WORK ITEM
Each line below must be reproduced exactly, though the pictures are to be dropped.

INFORMATION
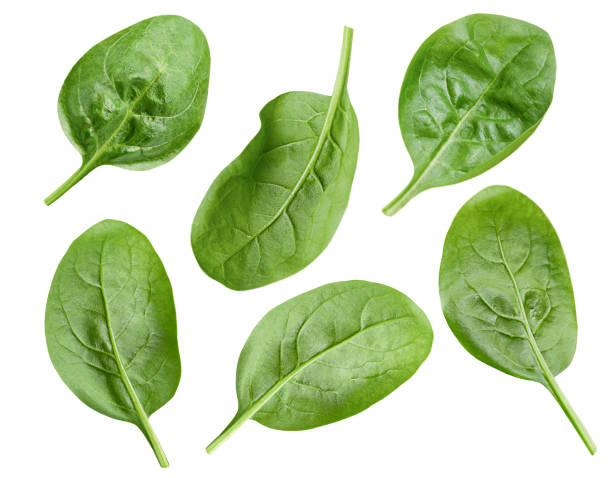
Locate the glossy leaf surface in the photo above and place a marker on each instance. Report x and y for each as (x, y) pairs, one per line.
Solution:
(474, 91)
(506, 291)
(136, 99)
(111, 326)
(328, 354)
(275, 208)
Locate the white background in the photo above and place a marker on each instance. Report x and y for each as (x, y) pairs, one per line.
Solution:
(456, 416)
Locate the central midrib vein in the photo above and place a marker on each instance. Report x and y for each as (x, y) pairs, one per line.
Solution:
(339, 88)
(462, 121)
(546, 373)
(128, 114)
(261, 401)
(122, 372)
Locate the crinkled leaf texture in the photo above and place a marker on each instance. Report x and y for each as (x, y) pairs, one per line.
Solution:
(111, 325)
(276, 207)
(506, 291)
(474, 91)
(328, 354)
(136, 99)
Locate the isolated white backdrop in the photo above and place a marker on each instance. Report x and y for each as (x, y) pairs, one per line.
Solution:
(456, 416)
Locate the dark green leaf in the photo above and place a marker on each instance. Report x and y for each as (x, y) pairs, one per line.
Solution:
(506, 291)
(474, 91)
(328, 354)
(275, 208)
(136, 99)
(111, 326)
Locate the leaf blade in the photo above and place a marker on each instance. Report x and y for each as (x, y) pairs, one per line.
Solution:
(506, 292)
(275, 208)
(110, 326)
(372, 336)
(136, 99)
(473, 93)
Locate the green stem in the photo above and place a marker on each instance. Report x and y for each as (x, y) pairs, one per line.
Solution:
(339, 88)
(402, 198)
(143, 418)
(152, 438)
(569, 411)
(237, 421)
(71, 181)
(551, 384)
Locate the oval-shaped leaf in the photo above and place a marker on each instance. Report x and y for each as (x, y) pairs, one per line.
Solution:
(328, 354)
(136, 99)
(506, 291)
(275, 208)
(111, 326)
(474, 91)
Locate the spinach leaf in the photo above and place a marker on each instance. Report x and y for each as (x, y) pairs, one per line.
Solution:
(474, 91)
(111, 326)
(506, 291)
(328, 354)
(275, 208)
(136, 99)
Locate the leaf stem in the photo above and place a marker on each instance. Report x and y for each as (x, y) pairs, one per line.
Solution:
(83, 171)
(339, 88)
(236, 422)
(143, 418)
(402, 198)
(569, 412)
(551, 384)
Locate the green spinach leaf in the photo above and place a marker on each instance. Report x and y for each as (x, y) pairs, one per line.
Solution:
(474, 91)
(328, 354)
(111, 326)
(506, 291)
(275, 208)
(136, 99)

WRITTEN RESPONSE
Locate the glossy leaf surface in the photo above and place a marker on each instance. Report x and y for each as (x, y) pairs, one per line.
Solution:
(474, 91)
(506, 291)
(136, 99)
(111, 326)
(328, 354)
(275, 208)
Locate the white background in the photo above and place a marker on each instance. Report x and y for each as (x, y) pairs, one per line.
Solution:
(456, 416)
Locate the central midrib vein in the photo above and place a marker on each instance. Report x and y for each as (x, y) pairs, one per line.
Solution:
(339, 88)
(462, 121)
(546, 373)
(128, 114)
(261, 401)
(122, 372)
Locate the crinkled leaf texture in the photo above and place a marker on each instance. Report x and y for each as (x, y) pairs, one per line.
Solution:
(111, 325)
(276, 207)
(506, 291)
(474, 91)
(328, 354)
(136, 99)
Locate the isolated white backdrop in the photo above and place a marker on each instance. Report x and y for each as (x, y) pairs, one per line.
Solution:
(456, 416)
Locate the dark green leaf in the photo above and place a marker on each instance. Report x and y for each as (x, y) pairs, one per line.
Solution:
(506, 291)
(474, 91)
(328, 354)
(275, 208)
(136, 99)
(111, 326)
Locate the leaf blade in the photo above and place a marker on each instance. Report x and y for each as (x, y) pairs, one per line.
Solution:
(506, 292)
(275, 208)
(110, 326)
(372, 336)
(136, 99)
(473, 93)
Locate the green stem in the photo above and place a marker on each instance. Report x and y for each as (x, y) pairs, one per line.
Solution:
(339, 88)
(402, 198)
(143, 418)
(152, 438)
(569, 411)
(237, 421)
(71, 181)
(551, 384)
Locate the oval-shaped leaf in the photo above and place a marker on each instance. Report x and y for each as (x, y) pairs, one per line.
Solution:
(328, 354)
(136, 99)
(506, 291)
(275, 208)
(111, 326)
(474, 91)
Locate the spinach leaf in the photo above and place a marker on each instance. Report x and y for each as (x, y) pairs, one per line.
Solution:
(474, 91)
(111, 326)
(506, 291)
(328, 354)
(275, 208)
(136, 99)
Locate the leaf stem in the photo above and place a marker on each instance. Report x and y for each as (x, y) pairs, one per line.
Solution:
(83, 171)
(339, 88)
(236, 422)
(143, 418)
(402, 198)
(569, 412)
(551, 384)
Locate the green spinach leaf in the photo above and place a marker on each instance. Report x and y for each as (x, y) pairs, one per line.
Solution:
(474, 91)
(328, 354)
(111, 326)
(506, 291)
(275, 208)
(136, 99)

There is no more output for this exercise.